- _What is asked_
Return every line of the records that contains the string "lamp".

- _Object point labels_

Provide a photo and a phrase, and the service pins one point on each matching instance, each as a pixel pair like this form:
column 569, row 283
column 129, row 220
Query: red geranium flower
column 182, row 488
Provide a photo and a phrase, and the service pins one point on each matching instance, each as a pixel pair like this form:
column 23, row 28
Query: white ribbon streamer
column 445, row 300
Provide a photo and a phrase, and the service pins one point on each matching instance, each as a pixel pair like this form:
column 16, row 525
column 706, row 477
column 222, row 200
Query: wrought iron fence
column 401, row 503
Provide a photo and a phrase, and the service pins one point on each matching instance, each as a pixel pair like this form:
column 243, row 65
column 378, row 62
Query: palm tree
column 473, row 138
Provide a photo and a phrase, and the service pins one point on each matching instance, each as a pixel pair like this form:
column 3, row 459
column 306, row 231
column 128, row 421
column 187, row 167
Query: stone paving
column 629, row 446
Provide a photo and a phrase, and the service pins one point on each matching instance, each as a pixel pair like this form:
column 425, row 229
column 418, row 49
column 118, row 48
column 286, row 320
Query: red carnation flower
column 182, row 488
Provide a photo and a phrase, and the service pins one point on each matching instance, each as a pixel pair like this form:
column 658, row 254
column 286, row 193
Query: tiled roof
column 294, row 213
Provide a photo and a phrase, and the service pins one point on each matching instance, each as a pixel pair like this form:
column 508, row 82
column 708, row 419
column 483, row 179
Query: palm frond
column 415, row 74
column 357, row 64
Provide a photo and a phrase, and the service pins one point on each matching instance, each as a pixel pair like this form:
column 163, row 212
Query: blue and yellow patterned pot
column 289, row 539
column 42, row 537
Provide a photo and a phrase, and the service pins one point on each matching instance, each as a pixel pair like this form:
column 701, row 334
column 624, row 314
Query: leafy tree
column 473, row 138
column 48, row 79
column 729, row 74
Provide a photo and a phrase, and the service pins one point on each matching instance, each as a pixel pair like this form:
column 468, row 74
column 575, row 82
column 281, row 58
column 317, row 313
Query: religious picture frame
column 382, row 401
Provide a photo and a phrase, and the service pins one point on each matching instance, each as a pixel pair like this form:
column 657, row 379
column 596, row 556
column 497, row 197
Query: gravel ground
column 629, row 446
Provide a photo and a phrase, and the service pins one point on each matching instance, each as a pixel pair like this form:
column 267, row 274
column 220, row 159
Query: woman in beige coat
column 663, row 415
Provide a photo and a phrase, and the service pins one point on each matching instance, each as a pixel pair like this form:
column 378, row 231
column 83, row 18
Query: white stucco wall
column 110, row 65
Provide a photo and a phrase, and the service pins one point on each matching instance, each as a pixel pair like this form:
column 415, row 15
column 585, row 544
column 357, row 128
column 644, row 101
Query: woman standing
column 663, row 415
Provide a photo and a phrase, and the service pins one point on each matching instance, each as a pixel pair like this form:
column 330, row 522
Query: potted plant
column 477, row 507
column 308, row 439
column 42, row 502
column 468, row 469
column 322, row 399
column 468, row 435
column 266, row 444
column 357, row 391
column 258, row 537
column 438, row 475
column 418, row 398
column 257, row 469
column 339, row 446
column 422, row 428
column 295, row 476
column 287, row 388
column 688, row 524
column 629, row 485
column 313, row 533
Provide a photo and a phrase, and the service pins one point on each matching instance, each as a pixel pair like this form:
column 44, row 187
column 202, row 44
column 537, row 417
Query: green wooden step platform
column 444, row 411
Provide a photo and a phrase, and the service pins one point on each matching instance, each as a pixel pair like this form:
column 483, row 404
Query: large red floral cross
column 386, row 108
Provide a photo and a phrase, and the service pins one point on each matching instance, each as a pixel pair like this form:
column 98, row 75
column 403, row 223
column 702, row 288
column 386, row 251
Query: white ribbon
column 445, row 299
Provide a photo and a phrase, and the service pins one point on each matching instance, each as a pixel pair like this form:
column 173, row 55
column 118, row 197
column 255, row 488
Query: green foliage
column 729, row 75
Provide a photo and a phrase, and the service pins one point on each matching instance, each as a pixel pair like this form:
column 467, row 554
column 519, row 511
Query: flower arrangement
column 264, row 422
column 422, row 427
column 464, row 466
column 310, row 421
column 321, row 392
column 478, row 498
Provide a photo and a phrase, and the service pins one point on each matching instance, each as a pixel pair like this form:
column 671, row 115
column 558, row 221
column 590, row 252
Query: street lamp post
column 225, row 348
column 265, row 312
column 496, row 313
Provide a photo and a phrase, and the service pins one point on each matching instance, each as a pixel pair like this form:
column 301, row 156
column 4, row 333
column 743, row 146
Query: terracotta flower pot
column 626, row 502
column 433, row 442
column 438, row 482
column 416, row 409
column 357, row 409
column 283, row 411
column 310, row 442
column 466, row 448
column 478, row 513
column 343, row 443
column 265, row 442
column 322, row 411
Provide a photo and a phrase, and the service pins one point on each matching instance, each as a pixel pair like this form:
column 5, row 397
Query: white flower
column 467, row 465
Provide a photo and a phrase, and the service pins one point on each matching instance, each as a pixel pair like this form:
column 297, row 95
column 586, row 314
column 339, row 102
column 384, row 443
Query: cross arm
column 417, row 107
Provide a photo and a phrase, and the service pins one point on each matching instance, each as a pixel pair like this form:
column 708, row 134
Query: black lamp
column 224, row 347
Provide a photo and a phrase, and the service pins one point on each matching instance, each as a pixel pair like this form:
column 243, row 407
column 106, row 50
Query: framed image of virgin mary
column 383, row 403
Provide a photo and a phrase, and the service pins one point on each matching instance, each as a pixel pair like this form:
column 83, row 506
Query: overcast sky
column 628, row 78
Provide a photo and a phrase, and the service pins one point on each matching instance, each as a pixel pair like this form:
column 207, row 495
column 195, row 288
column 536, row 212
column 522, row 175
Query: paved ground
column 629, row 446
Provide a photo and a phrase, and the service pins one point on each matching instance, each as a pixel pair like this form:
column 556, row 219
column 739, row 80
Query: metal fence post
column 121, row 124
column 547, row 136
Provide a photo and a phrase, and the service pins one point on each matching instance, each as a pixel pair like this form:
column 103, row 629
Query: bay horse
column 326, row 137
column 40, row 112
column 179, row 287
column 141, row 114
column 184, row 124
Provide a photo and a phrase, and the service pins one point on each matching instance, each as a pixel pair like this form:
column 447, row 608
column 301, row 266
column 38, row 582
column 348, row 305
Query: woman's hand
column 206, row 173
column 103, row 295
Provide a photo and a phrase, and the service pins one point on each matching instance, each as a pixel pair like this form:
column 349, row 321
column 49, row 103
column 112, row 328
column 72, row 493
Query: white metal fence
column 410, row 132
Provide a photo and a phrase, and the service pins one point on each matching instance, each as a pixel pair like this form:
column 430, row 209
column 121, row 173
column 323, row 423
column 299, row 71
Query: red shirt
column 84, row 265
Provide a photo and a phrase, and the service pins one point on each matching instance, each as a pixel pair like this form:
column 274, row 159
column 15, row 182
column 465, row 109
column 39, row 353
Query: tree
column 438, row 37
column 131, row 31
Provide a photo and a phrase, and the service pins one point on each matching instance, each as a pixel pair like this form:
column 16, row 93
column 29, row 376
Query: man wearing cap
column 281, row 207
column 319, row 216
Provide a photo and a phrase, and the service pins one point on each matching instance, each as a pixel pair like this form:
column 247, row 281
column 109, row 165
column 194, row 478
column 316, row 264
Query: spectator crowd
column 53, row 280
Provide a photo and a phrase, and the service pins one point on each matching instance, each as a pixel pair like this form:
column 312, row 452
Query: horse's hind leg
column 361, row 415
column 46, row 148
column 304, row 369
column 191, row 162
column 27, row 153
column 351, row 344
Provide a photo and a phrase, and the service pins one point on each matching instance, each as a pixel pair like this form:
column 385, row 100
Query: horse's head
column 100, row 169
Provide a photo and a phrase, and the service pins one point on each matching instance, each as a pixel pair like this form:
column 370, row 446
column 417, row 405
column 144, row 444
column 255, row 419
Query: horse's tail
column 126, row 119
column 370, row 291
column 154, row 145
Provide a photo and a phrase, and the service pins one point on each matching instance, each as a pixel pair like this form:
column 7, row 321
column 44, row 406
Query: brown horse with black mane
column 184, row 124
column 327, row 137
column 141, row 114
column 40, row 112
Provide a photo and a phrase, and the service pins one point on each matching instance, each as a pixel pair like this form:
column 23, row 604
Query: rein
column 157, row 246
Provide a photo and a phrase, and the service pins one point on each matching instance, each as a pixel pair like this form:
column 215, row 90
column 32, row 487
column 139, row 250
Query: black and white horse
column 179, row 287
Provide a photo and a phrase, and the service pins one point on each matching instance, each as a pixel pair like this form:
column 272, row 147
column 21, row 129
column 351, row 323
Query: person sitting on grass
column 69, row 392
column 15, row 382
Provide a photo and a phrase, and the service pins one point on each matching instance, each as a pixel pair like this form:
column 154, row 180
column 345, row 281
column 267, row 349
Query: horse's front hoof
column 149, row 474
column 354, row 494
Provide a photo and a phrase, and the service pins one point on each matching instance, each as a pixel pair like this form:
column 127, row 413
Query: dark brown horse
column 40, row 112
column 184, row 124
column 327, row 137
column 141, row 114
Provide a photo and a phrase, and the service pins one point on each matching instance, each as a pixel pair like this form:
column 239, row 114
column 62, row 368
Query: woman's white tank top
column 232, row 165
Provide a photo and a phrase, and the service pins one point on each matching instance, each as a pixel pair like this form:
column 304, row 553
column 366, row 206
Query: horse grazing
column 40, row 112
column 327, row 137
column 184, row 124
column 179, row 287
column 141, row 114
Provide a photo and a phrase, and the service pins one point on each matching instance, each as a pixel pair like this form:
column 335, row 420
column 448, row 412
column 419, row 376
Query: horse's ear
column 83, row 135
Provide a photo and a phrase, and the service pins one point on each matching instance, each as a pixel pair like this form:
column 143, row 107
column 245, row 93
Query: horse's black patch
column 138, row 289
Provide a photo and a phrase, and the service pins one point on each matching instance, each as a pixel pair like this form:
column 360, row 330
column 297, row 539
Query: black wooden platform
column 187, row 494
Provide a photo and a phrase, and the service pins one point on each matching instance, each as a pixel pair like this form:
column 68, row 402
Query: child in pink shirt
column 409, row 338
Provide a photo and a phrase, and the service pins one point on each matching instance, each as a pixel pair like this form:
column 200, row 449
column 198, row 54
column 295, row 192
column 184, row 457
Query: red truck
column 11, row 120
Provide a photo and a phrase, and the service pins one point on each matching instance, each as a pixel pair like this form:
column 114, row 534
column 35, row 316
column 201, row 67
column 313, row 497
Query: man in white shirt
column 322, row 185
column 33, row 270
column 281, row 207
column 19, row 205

- _Problem solution_
Query: street lamp post
Query: black lamp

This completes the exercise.